What would you do out of desperation?  Where would you run?  To whom would you turn?  What compromise would you make?

I suppose those are questions we cannot fully, or at least accurately, answer until we are in a desperate situation.  Before we are there, we can only give an answer that we would hope would be true.

David was faced with such a situation.  For months, he had been fleeing from an angry Saul.  Saul was bent on killing this younger man destined for the throne.  To this point, Saul had been prevented.  Still, David was convinced that Saul would one day succeed . . . unless he took desperate steps.  Those desperate steps took him into Philistine territory.

After hearing of David’s flight to Philistine dominated Gath, he initially gave up the search.  But, as his frustration grew, Saul selfishly sought the Lord about next steps.  But, his attempts were met with silence.

Now, clearly Saul should have sought the Lord . . . but not selfishly as he was doing.  Instead, he should have sought the Lord’s forgiveness.  He should have come to the Lord in repentance for his jealousy towards David.  Saul should have sought the Lord’s pardon for his anger that had boiled into bitterness and overflowed into sin.  But, because he didn’t seek the Lord in humble repentance, the God of heaven did not respond.

In desperation, then, Saul sought out a spiritual medium.  If he couldn’t get his information, why not compromise.  He sought out the very type of person he had earlier eliminated from the kingdom.  He went to the very type of person that the Old Testament law said should be executed.  Many, in fact, refer to this woman as the “witch of Endor.”

“Desperate situations call for desperate measures.”  That’s what the old adage tells us.  Indeed, that is correct.  But the desperate measures always include humbly seeking the Lord.  Desperate measures never merit things like compromise and disobedience . . . just so we can achieve a desired outcome.


January 22: Nabal or Abigail?
--------------------------------
▶ [JOB] In the reading about Saul and David, whom did Saul seek out after his attempts to seek the Lord were met with silence? The material that follows comes from a different source than the text.
--------------------------------
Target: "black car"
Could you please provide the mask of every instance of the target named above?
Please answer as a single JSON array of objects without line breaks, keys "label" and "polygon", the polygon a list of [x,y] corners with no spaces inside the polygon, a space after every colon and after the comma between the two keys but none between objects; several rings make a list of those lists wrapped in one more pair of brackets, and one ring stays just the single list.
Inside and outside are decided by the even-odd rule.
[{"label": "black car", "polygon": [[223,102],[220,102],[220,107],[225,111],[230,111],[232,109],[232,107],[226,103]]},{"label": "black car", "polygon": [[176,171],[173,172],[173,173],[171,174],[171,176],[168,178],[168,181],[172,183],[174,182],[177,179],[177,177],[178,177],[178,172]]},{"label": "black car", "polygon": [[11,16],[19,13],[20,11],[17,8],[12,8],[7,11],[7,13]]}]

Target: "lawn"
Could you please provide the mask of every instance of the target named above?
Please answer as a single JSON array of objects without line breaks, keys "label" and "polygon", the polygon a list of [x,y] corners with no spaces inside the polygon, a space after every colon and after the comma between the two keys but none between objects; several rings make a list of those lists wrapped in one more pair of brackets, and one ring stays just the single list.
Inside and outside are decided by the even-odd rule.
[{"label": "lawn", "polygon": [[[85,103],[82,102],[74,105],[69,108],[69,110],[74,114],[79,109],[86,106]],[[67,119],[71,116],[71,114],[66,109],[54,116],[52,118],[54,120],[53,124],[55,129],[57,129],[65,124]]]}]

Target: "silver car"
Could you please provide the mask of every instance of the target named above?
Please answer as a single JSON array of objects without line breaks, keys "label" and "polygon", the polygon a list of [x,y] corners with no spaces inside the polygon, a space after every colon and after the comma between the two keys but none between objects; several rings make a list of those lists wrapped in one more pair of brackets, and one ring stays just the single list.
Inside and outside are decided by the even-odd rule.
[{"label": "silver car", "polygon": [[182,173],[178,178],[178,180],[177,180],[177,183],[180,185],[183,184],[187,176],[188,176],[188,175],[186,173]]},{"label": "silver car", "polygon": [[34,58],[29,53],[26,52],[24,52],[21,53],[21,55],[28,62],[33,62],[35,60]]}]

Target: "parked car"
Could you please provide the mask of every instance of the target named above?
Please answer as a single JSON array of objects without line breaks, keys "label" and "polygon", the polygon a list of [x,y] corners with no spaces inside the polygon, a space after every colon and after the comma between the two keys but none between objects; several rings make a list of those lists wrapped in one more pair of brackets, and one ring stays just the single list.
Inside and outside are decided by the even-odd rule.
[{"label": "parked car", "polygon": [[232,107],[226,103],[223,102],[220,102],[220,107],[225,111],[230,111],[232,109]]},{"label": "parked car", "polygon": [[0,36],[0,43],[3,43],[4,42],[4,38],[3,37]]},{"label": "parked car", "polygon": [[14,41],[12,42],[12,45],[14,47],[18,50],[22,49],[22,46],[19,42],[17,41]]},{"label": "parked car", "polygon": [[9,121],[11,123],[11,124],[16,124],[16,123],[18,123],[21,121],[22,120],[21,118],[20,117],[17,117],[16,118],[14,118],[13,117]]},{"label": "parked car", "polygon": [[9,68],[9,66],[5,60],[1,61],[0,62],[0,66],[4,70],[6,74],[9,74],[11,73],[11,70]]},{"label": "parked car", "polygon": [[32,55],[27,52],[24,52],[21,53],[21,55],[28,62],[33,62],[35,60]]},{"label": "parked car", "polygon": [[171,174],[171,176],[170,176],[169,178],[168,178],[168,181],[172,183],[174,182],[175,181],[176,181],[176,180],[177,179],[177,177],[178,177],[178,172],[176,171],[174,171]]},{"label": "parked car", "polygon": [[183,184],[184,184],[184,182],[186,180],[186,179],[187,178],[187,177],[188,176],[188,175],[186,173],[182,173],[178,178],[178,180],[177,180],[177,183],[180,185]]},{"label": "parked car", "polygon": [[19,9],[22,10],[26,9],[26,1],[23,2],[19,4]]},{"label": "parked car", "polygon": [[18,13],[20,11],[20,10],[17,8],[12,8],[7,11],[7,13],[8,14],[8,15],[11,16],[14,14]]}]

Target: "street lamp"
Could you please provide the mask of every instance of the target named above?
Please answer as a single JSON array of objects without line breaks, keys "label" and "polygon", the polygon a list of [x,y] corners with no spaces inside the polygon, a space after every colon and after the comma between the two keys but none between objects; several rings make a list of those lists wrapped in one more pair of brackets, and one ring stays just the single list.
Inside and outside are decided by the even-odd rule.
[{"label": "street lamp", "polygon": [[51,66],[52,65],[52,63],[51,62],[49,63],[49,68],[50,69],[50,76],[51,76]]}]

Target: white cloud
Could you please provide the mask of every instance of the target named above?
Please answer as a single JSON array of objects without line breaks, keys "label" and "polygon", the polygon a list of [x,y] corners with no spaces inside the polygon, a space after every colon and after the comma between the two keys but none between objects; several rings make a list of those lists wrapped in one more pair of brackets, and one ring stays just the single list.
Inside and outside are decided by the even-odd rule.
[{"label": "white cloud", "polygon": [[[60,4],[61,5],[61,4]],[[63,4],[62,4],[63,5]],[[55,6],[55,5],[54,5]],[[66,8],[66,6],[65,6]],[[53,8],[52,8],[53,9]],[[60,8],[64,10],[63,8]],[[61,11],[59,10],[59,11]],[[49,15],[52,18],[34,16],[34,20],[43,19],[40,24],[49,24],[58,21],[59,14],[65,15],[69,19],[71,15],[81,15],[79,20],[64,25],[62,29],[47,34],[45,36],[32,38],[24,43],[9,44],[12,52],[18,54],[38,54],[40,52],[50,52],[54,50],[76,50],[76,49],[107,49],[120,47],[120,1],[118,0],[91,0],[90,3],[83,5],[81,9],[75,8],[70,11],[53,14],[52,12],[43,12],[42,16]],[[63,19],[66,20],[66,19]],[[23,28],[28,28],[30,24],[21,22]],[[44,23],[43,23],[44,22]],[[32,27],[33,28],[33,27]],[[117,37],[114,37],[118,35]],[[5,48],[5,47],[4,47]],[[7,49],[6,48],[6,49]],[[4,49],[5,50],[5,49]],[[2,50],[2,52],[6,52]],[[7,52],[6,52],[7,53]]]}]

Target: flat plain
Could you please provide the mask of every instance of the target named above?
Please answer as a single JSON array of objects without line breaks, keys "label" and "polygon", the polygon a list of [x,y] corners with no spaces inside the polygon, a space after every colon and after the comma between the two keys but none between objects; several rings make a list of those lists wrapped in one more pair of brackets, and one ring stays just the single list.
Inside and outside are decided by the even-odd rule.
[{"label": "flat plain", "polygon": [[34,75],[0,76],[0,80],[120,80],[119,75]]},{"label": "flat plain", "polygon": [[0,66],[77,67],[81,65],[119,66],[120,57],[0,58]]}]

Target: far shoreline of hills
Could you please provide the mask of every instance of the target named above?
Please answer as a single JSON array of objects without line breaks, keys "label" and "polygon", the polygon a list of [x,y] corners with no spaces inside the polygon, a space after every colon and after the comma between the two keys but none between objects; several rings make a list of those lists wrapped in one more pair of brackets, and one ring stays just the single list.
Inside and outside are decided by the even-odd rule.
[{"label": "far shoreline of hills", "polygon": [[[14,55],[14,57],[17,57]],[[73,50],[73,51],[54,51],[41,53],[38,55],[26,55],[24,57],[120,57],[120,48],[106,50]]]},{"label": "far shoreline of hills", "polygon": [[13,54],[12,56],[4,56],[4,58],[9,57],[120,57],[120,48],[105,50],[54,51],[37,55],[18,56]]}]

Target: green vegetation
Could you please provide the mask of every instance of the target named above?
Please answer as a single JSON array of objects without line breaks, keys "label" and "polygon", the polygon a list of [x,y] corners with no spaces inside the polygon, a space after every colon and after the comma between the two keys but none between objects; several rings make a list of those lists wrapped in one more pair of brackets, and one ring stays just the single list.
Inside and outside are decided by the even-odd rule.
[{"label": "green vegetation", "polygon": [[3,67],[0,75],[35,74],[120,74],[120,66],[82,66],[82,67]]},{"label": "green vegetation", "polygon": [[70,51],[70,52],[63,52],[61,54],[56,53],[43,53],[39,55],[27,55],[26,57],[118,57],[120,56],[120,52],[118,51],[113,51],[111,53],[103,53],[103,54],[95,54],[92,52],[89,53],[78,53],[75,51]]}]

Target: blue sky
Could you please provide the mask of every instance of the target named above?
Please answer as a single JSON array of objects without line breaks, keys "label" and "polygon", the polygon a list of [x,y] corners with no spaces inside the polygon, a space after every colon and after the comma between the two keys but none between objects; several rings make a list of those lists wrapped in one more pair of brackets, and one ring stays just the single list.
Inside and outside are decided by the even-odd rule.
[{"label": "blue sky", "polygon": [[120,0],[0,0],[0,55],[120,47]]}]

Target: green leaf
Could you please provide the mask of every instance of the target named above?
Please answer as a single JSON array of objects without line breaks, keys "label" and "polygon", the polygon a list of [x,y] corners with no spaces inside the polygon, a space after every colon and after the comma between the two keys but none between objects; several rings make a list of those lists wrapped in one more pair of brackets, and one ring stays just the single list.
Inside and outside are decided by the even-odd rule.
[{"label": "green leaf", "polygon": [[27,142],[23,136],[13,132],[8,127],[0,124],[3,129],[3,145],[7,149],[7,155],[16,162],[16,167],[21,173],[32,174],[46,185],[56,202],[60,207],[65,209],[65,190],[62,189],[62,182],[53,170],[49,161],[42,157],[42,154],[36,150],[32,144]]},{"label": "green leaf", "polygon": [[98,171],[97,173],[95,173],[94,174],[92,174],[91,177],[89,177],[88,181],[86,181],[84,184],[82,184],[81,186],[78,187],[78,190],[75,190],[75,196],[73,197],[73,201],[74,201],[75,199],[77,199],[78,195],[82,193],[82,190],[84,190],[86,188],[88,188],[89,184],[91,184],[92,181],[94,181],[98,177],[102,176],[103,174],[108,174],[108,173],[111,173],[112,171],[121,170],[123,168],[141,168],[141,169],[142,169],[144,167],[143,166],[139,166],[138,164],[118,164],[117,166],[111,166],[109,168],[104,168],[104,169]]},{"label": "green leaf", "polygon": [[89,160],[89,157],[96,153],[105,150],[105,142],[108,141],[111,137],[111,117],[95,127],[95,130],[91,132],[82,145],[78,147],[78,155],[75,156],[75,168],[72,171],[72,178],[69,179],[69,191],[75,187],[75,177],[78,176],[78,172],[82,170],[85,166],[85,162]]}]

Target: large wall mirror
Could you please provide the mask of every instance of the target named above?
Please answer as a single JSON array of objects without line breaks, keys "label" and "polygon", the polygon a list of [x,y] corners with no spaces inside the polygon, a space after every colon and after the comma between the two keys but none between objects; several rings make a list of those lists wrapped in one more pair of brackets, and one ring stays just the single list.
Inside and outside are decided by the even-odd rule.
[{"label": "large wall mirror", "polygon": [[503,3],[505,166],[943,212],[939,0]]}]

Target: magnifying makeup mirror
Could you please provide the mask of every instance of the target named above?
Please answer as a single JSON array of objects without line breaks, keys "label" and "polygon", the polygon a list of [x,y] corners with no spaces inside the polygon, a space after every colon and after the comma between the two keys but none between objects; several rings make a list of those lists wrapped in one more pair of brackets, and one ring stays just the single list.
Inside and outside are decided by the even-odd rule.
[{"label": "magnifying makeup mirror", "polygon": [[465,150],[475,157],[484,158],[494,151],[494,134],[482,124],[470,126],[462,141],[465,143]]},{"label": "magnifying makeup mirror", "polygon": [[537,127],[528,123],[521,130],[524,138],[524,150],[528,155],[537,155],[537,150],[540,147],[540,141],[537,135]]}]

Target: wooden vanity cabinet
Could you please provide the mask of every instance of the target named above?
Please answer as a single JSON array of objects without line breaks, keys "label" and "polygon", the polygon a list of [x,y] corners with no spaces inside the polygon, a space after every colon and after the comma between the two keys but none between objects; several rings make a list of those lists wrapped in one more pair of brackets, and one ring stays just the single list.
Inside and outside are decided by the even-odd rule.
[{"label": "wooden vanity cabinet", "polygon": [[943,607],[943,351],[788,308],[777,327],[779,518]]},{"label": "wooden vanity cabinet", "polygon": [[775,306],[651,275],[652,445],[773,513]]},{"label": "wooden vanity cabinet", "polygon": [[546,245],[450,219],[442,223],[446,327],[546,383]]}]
--------------------------------
▶ [SOLUTION TO THIS EXERCISE] A spiritual medium, often called the "witch of Endor."